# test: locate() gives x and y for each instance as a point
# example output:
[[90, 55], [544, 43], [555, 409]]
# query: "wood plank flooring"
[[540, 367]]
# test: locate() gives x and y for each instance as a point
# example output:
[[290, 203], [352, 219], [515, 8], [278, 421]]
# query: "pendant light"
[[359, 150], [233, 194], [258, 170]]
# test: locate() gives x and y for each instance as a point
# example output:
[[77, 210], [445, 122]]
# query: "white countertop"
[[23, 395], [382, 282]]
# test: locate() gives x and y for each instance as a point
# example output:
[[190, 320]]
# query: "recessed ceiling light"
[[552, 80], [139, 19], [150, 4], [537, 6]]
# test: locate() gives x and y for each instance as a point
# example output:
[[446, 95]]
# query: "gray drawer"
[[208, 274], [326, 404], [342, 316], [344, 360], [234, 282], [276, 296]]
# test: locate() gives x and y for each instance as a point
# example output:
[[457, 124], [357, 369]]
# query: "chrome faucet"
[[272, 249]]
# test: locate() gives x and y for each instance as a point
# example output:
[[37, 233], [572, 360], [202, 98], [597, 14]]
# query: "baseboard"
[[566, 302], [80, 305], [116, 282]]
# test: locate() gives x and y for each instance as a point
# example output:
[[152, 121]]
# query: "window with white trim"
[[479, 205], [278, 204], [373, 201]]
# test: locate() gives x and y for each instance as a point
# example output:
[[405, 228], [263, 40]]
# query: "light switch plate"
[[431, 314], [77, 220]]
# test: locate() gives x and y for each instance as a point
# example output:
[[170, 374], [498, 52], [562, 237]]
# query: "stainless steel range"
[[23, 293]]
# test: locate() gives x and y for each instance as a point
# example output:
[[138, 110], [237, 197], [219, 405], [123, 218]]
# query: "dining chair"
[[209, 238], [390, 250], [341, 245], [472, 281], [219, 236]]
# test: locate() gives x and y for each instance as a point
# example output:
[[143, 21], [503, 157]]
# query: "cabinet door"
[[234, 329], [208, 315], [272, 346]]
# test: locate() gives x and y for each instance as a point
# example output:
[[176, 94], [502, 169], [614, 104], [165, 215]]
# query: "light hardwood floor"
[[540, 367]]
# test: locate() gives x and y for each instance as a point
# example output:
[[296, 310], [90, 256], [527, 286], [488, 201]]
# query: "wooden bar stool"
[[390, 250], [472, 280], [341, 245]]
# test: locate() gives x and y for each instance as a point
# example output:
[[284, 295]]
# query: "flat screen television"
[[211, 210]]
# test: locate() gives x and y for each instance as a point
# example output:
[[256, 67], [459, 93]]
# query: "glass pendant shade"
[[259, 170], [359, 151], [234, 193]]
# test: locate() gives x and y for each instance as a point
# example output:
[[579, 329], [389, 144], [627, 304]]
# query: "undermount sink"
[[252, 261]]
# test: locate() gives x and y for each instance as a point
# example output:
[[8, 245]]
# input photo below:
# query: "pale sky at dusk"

• • • •

### What is needed
Gather every line of the material above that contains the string "light", treating uppercase and lowercase as distinct.

### Answer for this exercise
# query: "pendant light"
# query: "recessed ceiling light"
# query: "light switch plate"
# query: "light hardwood floor"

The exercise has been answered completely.